>>>>

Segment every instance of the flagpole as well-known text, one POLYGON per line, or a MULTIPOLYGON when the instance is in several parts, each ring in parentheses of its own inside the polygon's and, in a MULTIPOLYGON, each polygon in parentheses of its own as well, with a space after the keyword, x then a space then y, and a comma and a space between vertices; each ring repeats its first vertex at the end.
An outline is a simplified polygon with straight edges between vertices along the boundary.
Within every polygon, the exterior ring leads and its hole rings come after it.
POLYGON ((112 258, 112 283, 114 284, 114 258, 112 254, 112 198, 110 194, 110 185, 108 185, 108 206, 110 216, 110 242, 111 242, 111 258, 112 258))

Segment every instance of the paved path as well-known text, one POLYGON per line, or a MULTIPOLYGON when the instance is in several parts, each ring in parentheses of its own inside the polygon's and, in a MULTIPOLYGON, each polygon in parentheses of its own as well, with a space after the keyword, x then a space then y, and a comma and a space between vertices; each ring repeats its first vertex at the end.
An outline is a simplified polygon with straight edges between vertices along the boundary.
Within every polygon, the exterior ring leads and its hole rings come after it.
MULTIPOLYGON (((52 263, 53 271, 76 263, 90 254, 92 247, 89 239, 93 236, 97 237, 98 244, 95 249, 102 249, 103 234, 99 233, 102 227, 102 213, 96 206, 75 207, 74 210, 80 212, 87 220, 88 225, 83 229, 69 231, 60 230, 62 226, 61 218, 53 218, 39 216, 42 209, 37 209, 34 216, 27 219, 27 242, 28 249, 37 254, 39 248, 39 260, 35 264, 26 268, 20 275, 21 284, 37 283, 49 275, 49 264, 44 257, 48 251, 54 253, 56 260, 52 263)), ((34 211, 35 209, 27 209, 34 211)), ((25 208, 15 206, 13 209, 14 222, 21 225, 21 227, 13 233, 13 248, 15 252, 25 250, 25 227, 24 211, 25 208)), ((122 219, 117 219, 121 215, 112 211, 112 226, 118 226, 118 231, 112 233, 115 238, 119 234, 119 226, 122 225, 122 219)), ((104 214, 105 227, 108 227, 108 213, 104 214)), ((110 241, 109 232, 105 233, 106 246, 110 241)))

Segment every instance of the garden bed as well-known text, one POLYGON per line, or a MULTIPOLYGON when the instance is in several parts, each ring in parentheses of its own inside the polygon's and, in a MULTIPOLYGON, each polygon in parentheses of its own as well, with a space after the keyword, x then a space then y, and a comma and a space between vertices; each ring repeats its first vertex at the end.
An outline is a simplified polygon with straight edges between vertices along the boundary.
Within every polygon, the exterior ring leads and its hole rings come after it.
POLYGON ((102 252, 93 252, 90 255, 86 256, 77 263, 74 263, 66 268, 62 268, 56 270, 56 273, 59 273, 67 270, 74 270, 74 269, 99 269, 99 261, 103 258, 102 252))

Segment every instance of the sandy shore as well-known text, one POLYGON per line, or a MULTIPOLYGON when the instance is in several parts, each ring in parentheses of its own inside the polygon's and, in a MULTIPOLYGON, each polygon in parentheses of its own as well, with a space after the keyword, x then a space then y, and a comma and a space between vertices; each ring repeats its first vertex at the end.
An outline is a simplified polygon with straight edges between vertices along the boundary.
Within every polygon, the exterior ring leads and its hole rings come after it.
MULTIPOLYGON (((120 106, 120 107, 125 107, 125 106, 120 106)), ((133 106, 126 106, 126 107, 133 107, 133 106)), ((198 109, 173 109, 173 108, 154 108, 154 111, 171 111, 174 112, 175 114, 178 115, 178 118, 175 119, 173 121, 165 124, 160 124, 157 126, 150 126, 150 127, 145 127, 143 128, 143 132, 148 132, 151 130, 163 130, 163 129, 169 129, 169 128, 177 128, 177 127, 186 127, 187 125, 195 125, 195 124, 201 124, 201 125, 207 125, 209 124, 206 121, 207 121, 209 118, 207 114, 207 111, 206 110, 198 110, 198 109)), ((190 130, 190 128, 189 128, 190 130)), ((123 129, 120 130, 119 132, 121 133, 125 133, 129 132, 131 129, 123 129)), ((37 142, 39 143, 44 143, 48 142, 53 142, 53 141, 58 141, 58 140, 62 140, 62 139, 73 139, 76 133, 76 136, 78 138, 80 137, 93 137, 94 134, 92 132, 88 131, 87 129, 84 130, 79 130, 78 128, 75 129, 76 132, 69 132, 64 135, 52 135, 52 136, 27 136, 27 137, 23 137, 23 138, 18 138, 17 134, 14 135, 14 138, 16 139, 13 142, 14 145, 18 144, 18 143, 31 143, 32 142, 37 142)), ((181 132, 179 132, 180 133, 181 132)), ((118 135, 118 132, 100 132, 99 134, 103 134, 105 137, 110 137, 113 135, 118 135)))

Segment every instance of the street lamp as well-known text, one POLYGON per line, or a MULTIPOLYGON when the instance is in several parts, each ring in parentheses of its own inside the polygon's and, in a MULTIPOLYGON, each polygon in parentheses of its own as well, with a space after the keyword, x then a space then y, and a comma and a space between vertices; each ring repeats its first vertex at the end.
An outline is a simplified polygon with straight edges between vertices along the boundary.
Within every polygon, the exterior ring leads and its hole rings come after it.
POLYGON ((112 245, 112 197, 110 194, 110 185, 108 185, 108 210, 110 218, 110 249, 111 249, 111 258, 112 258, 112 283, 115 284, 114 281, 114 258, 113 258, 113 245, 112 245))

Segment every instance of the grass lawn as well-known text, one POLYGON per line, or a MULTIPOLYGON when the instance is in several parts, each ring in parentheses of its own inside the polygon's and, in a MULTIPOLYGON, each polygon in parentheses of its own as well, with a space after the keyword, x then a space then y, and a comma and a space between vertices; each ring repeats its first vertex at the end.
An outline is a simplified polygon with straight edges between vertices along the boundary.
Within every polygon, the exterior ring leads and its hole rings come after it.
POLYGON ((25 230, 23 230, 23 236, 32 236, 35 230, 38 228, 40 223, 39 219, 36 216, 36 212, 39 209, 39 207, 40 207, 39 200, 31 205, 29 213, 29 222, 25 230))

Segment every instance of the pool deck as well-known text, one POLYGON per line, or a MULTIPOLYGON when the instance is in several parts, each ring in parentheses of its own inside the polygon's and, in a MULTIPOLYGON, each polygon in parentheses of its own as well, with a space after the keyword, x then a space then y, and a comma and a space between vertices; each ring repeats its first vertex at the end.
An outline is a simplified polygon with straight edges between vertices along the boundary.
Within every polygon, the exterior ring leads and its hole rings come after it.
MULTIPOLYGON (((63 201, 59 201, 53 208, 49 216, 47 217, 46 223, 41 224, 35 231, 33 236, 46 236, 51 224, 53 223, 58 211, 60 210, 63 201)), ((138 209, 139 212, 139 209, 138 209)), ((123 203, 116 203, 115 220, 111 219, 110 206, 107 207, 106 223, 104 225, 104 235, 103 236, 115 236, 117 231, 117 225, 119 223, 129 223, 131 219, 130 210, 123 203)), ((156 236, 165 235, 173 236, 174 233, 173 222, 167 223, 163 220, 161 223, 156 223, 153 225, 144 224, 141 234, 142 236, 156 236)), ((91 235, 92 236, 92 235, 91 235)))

<<<<

_Work to complete_:
Give the lines starting at the one containing "Segment every instance of the street" and ending at the one containing "POLYGON ((112 245, 112" as a numbered list, with blank lines left out.

_Correct answer_:
1. Segment every instance of the street lamp as well-known text, one POLYGON per line, or a MULTIPOLYGON when the instance is in several parts, each ring in parentheses of its own inside the polygon's and, in a MULTIPOLYGON, each polygon in parentheses of its own as well, with a space after the keyword, x then a space then y, and a comma and a space between vertices; each ring repeats its first vertex at the end.
2. An outline is a simplified polygon with straight edges between vertices along the boundary.
3. Within every polygon, the exterior ring leads and its hole rings come after it.
4. POLYGON ((112 245, 112 197, 110 194, 110 185, 108 185, 108 210, 110 218, 110 249, 111 249, 111 258, 112 258, 112 283, 115 284, 114 281, 114 258, 113 258, 113 245, 112 245))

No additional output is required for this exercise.